Written tasks:
- A) Can you reproduce, word for word, the passage of the Agnes Grossmann interview that starts at the words "Agnes Grossman: Of" and ends after "developed very fast."?
- B) How many lines in the listing contain the string "valley"? Reply with the number alone.

Excerpted passage:
For four years Agnes Grossmann has been artistic director of the Toronto Summer Academy and Festival. Born into a musical family – her father was director of the famous Vienna Boys’ Choir – she was a gifted pianist who enjoyed the benefits of an excellent musical education in Austria. However, she is no stranger to adversity: an injury to her right hand brought an end to her pianistic career. She then took up conducting – in a country where women are given few opportunities to enter this profession.

In 1981 she accepted an invitation to teach and conduct in Canada. Today she lives in Toronto, with her husband, the conductor Raffi Armenian. In June, she spoke about her musical career, and the festival that’s been described as “a virtual oasis in the desert of the Toronto summer.”

 

Colin Eatock: I understand that you began your musical career as a pianist, but were forced to abandon the piano because of an accident. Today, would you rather be a conductor or a pianist?

 

Agnes Grossman: Of course my real dream was to be a pianist. I certainly would have loved to do that all my life. Already as a child I wanted to be a pianist – and my father, who was my first teacher, discovered  that I had absolute pitch. I went to the Academy, and developed very fast.

But because of my accident I discovered a new palette of musical expression. I’m grateful today to have experienced all this: it gave me new possibilities to learn how one can influence sound through movement. Through the orchestral and vocal repertoire I found a new musical world.

 

CE: Why did you move to Canada?

 

AG: Cynthia Floyd – who is a pianist at the University of Ottawa and who was a colleague of mine at the Academy of Music in Vienna – phoned me and asked if I would be interested in coming to Ottawa as an artist in residence, to take over the university’s orchestra and choir. Cynthia knew I had become a conductor, and I occasionally conducted concerts with the Vienna Chamber Orchestra and Chorus. I came to Ottawa and stayed for two years.

I had never been in Canada before. But I had a good friend, Raffi Armenian, here. We knew each other already when I was 17 and he was 19, when he came to study at the Hochschule für Musik. Raffi and I have known each other since Vienna, and that was an important connection to Canada.

 

CE: How did your career unfold after you came to this country?

 

AG: From 1981 to 1983 I had a lot of guest appearances with the Chamber Players of Toronto, and was asked to become artistic director, starting in 1984. But I was also asked to return to Vienna to become the conductor of the Wiener Singakademie, the choir of the Vienna Symphony Orchestra. So there were three years when I was in Vienna at the Singakademie, but also the conductor of the Chamber Players of Toronto, so I came to Toronto six times a year. In 1990 the Chamber Players toured to Germany and Austria. But this was the last year of this ensemble: there was not enough money.

In 1986 I received an offer to become director of the Orchestre Métropolitain in Montreal. At that time I was with the Singakademie, but also teaching ear training and choral conducting at Vienna’s Hochschule. I gave all that up, because I was mainly interested in performance, and I didn’t have enough opportunities in Austria. That’s when I permanently moved to Canada – and I have not regretted it. For nine years I was with the Orchestre Métropolitain. It had been in existence for two years, and had a small, mainly contemporary, repertoire. I decided to build this orchestra with German repertoire, because the Montreal Symphony under Charles Duotit concentrated on Russian and French music. Dutoit rehearsed his orchestra in English – but I rehearsed the Orchestre Métropolitain in French. It helped that I had learned French when I was a student in Paris.

Listed records:
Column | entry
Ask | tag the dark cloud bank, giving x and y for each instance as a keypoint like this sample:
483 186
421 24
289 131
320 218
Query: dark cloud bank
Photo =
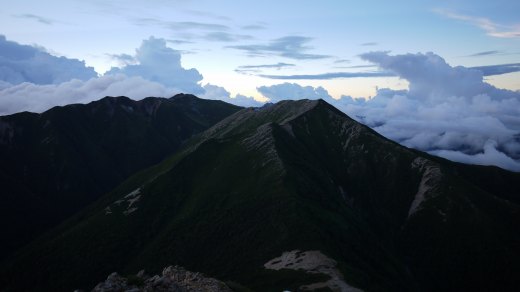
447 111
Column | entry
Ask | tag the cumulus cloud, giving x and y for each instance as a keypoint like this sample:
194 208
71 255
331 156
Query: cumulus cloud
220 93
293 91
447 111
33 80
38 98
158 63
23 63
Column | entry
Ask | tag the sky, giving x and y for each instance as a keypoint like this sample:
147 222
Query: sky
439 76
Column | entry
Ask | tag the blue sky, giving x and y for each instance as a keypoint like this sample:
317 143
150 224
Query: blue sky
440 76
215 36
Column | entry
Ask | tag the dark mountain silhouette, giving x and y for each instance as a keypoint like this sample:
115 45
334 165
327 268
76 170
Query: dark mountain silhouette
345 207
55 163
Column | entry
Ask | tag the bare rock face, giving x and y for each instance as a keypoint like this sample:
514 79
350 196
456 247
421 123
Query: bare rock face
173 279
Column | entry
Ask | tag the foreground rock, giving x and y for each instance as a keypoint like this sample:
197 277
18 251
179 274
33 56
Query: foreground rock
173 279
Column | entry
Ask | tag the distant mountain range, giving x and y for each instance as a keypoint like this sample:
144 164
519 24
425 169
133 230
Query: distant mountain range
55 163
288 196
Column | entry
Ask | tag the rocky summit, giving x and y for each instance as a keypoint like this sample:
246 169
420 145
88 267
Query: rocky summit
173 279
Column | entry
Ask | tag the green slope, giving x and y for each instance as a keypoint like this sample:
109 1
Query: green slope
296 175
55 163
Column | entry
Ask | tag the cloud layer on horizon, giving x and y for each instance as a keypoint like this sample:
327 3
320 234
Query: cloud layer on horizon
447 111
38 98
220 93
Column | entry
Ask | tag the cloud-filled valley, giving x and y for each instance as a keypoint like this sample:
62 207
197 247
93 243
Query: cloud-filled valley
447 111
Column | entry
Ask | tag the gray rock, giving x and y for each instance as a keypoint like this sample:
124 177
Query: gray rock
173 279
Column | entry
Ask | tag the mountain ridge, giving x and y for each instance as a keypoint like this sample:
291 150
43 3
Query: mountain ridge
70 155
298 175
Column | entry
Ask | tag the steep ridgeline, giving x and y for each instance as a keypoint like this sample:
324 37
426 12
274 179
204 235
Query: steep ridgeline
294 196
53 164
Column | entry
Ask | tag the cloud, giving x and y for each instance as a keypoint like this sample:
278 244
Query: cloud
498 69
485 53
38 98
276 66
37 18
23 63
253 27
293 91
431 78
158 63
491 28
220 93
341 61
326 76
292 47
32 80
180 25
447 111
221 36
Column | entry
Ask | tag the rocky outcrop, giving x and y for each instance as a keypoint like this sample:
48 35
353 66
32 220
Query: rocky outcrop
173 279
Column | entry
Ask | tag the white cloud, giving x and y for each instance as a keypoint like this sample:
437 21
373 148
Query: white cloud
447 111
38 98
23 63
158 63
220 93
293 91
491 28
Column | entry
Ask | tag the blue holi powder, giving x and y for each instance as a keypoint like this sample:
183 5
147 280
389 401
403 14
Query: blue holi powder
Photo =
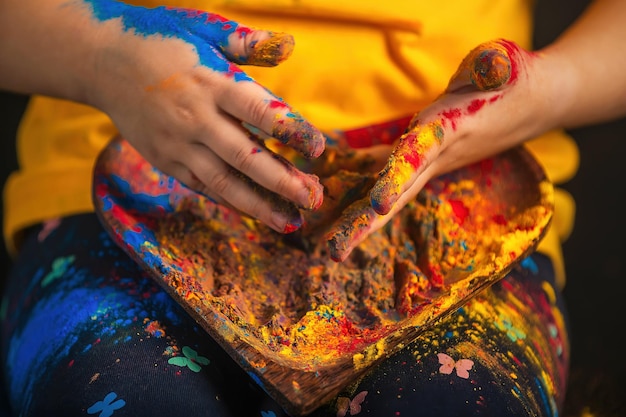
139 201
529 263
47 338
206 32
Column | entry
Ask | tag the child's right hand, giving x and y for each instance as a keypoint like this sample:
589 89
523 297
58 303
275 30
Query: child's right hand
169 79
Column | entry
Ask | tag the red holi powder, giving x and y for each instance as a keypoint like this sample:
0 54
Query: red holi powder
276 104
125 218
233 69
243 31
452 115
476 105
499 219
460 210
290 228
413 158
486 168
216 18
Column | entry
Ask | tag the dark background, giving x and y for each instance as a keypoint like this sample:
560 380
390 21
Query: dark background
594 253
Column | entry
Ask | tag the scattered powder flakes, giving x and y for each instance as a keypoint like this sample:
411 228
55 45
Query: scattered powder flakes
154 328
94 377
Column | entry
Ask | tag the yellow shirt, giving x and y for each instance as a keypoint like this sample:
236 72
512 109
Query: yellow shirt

Task solutions:
- A)
Agnes Grossman: Of course my real dream was to be a pianist. I certainly would have loved to do that all my life. Already as a child I wanted to be a pianist – and my father, who was my first teacher, discovered  that I had absolute pitch. I went to the Academy, and developed very fast.

- B) 2